[Opening Exercise inputs section]

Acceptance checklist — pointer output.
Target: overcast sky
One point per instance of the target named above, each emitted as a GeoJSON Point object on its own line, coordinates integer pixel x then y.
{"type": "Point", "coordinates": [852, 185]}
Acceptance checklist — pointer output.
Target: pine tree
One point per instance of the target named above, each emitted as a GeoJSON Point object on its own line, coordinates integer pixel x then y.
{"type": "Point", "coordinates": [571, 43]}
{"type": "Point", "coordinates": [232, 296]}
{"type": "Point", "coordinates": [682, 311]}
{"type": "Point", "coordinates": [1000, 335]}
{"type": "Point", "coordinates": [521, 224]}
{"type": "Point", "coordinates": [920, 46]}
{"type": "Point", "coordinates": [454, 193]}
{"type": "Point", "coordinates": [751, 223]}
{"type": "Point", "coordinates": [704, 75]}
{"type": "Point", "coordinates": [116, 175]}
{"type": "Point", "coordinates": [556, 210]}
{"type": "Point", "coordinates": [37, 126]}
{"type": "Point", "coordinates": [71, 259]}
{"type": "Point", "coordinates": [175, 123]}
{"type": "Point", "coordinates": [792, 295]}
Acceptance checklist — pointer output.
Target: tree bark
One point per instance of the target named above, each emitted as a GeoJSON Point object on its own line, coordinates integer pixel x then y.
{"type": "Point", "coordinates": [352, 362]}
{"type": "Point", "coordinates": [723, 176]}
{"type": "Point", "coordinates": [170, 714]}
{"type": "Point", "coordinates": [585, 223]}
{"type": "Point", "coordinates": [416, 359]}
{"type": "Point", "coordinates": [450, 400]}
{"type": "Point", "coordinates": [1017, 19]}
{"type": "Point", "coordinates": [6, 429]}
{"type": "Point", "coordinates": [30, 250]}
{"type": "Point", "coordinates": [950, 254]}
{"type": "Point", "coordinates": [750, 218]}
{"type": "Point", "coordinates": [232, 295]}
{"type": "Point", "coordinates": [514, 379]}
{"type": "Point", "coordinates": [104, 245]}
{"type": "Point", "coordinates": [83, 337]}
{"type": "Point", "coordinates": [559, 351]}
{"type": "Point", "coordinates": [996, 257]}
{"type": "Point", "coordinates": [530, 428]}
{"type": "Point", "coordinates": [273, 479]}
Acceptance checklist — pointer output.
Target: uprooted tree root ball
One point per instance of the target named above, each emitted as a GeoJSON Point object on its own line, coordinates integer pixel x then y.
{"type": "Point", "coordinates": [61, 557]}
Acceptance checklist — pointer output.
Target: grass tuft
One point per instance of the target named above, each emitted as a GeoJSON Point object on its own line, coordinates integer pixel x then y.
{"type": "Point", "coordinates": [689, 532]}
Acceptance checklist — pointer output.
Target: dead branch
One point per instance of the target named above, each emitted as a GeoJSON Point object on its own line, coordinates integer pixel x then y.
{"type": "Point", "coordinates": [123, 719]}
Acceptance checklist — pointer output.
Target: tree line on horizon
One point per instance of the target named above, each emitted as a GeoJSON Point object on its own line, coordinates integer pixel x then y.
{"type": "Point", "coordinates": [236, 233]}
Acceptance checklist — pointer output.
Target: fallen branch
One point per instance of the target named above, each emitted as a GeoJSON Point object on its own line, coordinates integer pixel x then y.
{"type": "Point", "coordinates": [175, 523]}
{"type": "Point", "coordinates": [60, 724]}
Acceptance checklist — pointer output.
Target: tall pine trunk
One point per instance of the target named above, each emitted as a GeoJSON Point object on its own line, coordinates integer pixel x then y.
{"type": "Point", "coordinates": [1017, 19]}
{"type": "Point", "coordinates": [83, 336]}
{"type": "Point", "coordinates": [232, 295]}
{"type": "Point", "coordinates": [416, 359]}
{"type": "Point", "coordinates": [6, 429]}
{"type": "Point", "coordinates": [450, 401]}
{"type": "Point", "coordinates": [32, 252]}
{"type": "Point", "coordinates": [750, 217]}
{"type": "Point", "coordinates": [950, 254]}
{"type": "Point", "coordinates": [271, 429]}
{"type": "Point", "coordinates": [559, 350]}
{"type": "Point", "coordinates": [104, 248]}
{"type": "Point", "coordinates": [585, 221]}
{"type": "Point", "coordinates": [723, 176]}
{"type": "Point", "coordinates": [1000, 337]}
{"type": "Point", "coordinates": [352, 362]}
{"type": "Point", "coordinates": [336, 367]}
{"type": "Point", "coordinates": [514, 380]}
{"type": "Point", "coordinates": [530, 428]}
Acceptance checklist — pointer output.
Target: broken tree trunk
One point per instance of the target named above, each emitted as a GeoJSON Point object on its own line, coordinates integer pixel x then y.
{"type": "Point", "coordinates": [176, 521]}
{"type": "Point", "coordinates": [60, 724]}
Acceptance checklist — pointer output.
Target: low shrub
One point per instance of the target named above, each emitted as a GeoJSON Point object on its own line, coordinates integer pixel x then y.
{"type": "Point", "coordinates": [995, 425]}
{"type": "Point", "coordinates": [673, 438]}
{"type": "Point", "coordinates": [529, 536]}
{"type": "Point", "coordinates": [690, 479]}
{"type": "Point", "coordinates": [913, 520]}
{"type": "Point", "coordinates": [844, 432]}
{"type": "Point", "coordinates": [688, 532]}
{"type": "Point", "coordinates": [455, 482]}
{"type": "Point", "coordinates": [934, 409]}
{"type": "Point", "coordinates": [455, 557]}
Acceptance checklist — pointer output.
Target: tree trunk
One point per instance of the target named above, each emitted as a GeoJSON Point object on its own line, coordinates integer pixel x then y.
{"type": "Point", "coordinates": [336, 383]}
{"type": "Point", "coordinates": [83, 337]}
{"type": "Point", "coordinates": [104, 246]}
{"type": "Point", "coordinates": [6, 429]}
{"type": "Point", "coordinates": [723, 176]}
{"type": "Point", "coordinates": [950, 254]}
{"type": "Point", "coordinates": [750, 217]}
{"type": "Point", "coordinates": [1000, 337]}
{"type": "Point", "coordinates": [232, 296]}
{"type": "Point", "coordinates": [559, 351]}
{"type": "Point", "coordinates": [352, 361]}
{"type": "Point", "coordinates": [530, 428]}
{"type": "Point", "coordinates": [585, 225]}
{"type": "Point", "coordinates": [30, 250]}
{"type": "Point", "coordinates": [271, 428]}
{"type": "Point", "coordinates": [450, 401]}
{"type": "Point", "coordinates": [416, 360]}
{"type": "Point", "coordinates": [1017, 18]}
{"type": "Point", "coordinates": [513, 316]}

[Closing Exercise inputs section]

• [What the task asks] Set down all the data exactly as given.

• [Answer section]
Acceptance checklist — pointer output.
Target: overcast sky
One point per instance of the target named above, each emitted as a GeoJSON Point object on its own line, coordinates integer pixel x then y.
{"type": "Point", "coordinates": [852, 185]}
Acceptance checklist — pointer output.
Target: pine tree
One point per instance of the target named above, each emitted as a GeoJSON Point object on its own line, coordinates integer pixel x then y.
{"type": "Point", "coordinates": [571, 43]}
{"type": "Point", "coordinates": [232, 296]}
{"type": "Point", "coordinates": [682, 311]}
{"type": "Point", "coordinates": [1000, 335]}
{"type": "Point", "coordinates": [521, 224]}
{"type": "Point", "coordinates": [920, 46]}
{"type": "Point", "coordinates": [454, 193]}
{"type": "Point", "coordinates": [751, 223]}
{"type": "Point", "coordinates": [704, 75]}
{"type": "Point", "coordinates": [116, 175]}
{"type": "Point", "coordinates": [556, 210]}
{"type": "Point", "coordinates": [37, 126]}
{"type": "Point", "coordinates": [71, 259]}
{"type": "Point", "coordinates": [175, 123]}
{"type": "Point", "coordinates": [792, 295]}
Acceptance checklist — pointer output.
Target: tree bark
One point per instance of the target named above, each emitted as a GeoJSON Point object on its own line, coordinates integer pixel x then y.
{"type": "Point", "coordinates": [352, 362]}
{"type": "Point", "coordinates": [723, 176]}
{"type": "Point", "coordinates": [170, 714]}
{"type": "Point", "coordinates": [585, 223]}
{"type": "Point", "coordinates": [416, 359]}
{"type": "Point", "coordinates": [450, 400]}
{"type": "Point", "coordinates": [1017, 19]}
{"type": "Point", "coordinates": [6, 429]}
{"type": "Point", "coordinates": [30, 250]}
{"type": "Point", "coordinates": [950, 254]}
{"type": "Point", "coordinates": [750, 218]}
{"type": "Point", "coordinates": [232, 295]}
{"type": "Point", "coordinates": [514, 379]}
{"type": "Point", "coordinates": [104, 245]}
{"type": "Point", "coordinates": [83, 337]}
{"type": "Point", "coordinates": [559, 351]}
{"type": "Point", "coordinates": [996, 257]}
{"type": "Point", "coordinates": [530, 428]}
{"type": "Point", "coordinates": [273, 479]}
Acceptance checklist — pointer output.
Target: uprooted tree root ball
One point per instance of the target named above, each emitted as a GeoJSON Point object on its own line, coordinates integer pixel x then y.
{"type": "Point", "coordinates": [61, 557]}
Acceptance checklist — pointer output.
Target: grass tuft
One point per instance of the target named above, each emitted as a GeoJSON Point object on its own line, coordinates integer pixel x then y.
{"type": "Point", "coordinates": [689, 532]}
Acceptance checklist — pointer output.
Target: dead branch
One point per instance of the target named above, each emitted as a GeoJSON Point object on its own line, coordinates integer pixel x then y.
{"type": "Point", "coordinates": [123, 719]}
Acceptance checklist — pointer output.
Target: tree line on horizon
One point per instance of the target named above, each emitted as a GeoJSON Point object on its own line, coordinates integer pixel x then y.
{"type": "Point", "coordinates": [236, 233]}
Acceptance checklist — pointer output.
Target: fallen branch
One point per instance of the target named above, each emitted as a GeoJSON Point object on its own line, coordinates integer pixel x then y.
{"type": "Point", "coordinates": [175, 523]}
{"type": "Point", "coordinates": [60, 724]}
Acceptance checklist — pointer output.
Target: tall pine trunk
One point per instance of the target named above, each emitted as a GeoJSON Point object on its own line, coordinates integer pixel x then y.
{"type": "Point", "coordinates": [1017, 19]}
{"type": "Point", "coordinates": [83, 336]}
{"type": "Point", "coordinates": [232, 295]}
{"type": "Point", "coordinates": [416, 359]}
{"type": "Point", "coordinates": [6, 429]}
{"type": "Point", "coordinates": [450, 401]}
{"type": "Point", "coordinates": [32, 252]}
{"type": "Point", "coordinates": [750, 217]}
{"type": "Point", "coordinates": [950, 254]}
{"type": "Point", "coordinates": [271, 429]}
{"type": "Point", "coordinates": [559, 350]}
{"type": "Point", "coordinates": [104, 248]}
{"type": "Point", "coordinates": [585, 221]}
{"type": "Point", "coordinates": [723, 176]}
{"type": "Point", "coordinates": [1000, 337]}
{"type": "Point", "coordinates": [352, 362]}
{"type": "Point", "coordinates": [336, 367]}
{"type": "Point", "coordinates": [514, 380]}
{"type": "Point", "coordinates": [530, 428]}
Acceptance checklist — pointer output.
Target: broken tree trunk
One point per instance of the target named above, each emitted as a GeoJSON Point object on its own line, coordinates integer pixel x then y.
{"type": "Point", "coordinates": [176, 521]}
{"type": "Point", "coordinates": [60, 724]}
Acceptance checklist — pointer output.
Target: low shrub
One point per instance of the target named above, each emitted as a GeoJSON Point object on its own line, coordinates integer pixel x then y.
{"type": "Point", "coordinates": [995, 425]}
{"type": "Point", "coordinates": [673, 438]}
{"type": "Point", "coordinates": [529, 536]}
{"type": "Point", "coordinates": [690, 479]}
{"type": "Point", "coordinates": [913, 520]}
{"type": "Point", "coordinates": [844, 432]}
{"type": "Point", "coordinates": [688, 532]}
{"type": "Point", "coordinates": [455, 482]}
{"type": "Point", "coordinates": [934, 409]}
{"type": "Point", "coordinates": [455, 557]}
Acceptance checklist — pointer output.
Target: tree trunk
One point per instance of the target named above, each emitted as a GeoJSON Point object on its own line, coordinates integer pixel x then y.
{"type": "Point", "coordinates": [336, 383]}
{"type": "Point", "coordinates": [83, 337]}
{"type": "Point", "coordinates": [104, 246]}
{"type": "Point", "coordinates": [6, 429]}
{"type": "Point", "coordinates": [723, 176]}
{"type": "Point", "coordinates": [950, 254]}
{"type": "Point", "coordinates": [750, 217]}
{"type": "Point", "coordinates": [1000, 337]}
{"type": "Point", "coordinates": [232, 296]}
{"type": "Point", "coordinates": [559, 351]}
{"type": "Point", "coordinates": [352, 361]}
{"type": "Point", "coordinates": [530, 428]}
{"type": "Point", "coordinates": [585, 225]}
{"type": "Point", "coordinates": [30, 250]}
{"type": "Point", "coordinates": [271, 428]}
{"type": "Point", "coordinates": [450, 401]}
{"type": "Point", "coordinates": [416, 360]}
{"type": "Point", "coordinates": [1017, 18]}
{"type": "Point", "coordinates": [513, 316]}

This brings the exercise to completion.